:: Source document

The trial court further held that St. Paul could not recover from the third-party defendants by being subrogated to the rights of the government [creditor], under the theory that the nominal consignee [Zugasti] was considered the owner and by statute 19 U.S.C. § 1483,2  was the principal obligor under the bond; therefore, the surety discharging the debt of its principal to the government, would then become subrogated to the rights of the government against the partnership; and the government having no rights against the partnership, there are no rights to which St. Paul can be subrogated.3  As authority for this position, the trial court cites the case of R. J. Saunders & Co. v. Vincent, 309 F.2d 65 (2nd Cir. 1962). The Saunders case was a situation where the surety was seeking subrogation priority in a bankruptcy proceeding involving the importer or ultimate consignee, on the basis of standing in the shoes of the government and the government claiming a statutory priority.4  The court held that the surety would not be entitled to a subrogated priority but would have to be content with a general claim against the bankrupt estate.

Thus, the Saunders case holds that the subrogee does not enjoy the government's priority in the bankruptcy proceeding but does in fact have the rights of a general creditor.

The government's method of enforcing the payment of import tax and choosing to go against the principal and its surety on the bond, and for tariff purposes considers the nominal consignee [Zugasti] the owner of the merchandise, would not change the general principle of law which permits the right of subrogation to extend to the rights of the creditor. Standard Oil Co. v. Kurtz, (Cir. 8 1954) 330 F.2d 178, 185; 50 Am.Jur., Sec. 49, page 714.

The United States could bring suit against the partnership if it chose to do so and the surety, standing in the shoes of the government [creditor] is not precluded from doing so.

St. Paul having discharged its obligation under the bond would be subrogated to both the rights of Zugasti [debtor] and the government [creditor] against Stephen Messana, surviving partner of the partnership, and the lower court's judgment denying St. Paul this right and recovery against third-party defendant Messana is Reversed and Remanded.

::::
:: Data extract

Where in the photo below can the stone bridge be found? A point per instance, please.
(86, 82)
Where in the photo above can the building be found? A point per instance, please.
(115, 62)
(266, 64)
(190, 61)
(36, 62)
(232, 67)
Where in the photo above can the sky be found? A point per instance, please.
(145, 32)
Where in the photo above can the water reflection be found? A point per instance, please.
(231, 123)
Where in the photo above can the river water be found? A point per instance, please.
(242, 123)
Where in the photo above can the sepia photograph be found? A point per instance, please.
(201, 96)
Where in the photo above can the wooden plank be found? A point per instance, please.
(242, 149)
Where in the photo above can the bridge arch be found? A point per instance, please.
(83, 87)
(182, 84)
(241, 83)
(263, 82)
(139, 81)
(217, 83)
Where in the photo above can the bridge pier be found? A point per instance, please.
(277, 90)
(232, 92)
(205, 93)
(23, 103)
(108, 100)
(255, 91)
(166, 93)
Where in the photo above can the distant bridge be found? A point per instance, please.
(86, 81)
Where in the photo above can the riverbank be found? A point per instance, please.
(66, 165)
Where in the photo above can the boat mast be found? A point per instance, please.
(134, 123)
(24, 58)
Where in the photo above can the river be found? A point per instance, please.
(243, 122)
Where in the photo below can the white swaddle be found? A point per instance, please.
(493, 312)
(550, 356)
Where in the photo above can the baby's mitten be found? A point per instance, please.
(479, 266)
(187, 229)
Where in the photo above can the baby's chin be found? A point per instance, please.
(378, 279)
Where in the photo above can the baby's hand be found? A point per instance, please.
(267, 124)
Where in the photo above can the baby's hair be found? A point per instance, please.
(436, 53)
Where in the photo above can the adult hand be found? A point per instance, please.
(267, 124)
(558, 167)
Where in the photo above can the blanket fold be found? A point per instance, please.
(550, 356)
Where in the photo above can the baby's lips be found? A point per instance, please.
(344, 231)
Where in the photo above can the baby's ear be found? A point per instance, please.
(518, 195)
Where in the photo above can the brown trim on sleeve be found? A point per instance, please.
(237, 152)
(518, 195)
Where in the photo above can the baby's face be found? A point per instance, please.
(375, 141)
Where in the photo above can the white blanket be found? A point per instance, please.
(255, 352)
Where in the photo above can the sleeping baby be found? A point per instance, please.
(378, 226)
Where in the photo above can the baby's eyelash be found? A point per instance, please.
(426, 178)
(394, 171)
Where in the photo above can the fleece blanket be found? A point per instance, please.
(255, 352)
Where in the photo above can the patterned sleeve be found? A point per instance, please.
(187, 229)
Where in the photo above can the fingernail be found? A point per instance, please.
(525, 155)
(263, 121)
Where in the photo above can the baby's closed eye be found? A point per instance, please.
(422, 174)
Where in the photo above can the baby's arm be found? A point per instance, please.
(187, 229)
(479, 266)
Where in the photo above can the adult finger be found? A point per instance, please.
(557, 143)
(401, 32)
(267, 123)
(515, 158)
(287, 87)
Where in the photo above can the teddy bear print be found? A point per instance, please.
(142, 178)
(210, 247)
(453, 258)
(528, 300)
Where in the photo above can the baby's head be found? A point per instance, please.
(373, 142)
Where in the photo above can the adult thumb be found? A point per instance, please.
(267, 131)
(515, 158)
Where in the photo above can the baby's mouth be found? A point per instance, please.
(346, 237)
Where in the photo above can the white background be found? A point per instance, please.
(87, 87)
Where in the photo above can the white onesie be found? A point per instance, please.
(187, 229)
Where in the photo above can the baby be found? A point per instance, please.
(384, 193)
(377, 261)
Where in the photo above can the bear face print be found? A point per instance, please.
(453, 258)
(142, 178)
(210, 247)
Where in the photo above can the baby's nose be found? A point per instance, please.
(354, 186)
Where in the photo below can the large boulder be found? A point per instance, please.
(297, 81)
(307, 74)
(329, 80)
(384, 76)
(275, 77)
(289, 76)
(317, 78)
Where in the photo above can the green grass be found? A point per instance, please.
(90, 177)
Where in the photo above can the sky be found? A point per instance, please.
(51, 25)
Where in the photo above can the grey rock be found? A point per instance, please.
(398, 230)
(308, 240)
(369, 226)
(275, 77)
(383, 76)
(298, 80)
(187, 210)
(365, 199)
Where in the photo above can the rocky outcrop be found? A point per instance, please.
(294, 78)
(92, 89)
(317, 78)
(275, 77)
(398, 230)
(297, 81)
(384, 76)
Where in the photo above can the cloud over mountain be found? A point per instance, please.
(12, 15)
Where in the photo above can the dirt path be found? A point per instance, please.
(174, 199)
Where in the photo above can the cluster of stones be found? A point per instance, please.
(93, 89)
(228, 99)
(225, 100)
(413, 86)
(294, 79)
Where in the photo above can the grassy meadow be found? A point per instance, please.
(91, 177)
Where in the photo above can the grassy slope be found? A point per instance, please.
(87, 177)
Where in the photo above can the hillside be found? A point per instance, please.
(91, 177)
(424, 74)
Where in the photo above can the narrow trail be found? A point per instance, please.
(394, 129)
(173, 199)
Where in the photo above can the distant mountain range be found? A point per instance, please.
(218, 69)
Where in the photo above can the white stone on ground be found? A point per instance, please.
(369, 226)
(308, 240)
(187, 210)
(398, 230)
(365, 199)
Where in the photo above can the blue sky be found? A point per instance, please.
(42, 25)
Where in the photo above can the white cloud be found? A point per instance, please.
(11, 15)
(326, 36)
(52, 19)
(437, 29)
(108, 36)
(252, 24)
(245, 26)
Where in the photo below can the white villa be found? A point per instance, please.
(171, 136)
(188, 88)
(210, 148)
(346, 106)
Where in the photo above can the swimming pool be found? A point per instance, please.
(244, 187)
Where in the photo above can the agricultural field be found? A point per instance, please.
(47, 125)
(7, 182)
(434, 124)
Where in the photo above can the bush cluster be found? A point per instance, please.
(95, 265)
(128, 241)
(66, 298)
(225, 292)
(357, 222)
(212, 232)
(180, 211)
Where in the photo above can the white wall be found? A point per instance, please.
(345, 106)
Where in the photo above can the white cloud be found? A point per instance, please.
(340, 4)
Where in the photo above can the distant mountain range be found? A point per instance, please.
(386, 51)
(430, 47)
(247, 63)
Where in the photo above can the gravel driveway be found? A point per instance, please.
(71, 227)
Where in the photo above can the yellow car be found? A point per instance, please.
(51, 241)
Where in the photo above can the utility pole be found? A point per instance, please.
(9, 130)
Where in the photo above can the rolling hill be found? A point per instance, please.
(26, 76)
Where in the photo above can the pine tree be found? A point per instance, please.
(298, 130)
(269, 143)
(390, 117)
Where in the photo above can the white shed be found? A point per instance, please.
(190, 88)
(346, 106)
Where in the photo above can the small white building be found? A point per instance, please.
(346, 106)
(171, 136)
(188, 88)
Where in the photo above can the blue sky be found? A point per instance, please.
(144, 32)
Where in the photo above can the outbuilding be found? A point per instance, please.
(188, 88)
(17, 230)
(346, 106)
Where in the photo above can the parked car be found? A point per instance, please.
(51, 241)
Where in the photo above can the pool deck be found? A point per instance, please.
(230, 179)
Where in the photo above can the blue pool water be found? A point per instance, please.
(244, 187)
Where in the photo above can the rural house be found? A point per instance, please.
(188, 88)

::::

Required work ▸
1 > List each distinct word or name that appears inside square brackets in the court opinion excerpt, giving each one only once.
2 > Replace "suit" with "action" in the court opinion excerpt, and give the passage starting at "The government's method" and ending at "from doing so.".

Solutions below ▸
1 > creditor, Zugasti, debtor

2 >
The government's method of enforcing the payment of import tax and choosing to go against the principal and its surety on the bond, and for tariff purposes considers the nominal consignee [Zugasti] the owner of the merchandise, would not change the general principle of law which permits the right of subrogation to extend to the rights of the creditor. Standard Oil Co. v. Kurtz, (Cir. 8 1954) 330 F.2d 178, 185; 50 Am.Jur., Sec. 49, page 714.

The United States could bring action against the partnership if it chose to do so and the surety, standing in the shoes of the government [creditor] is not precluded from doing so.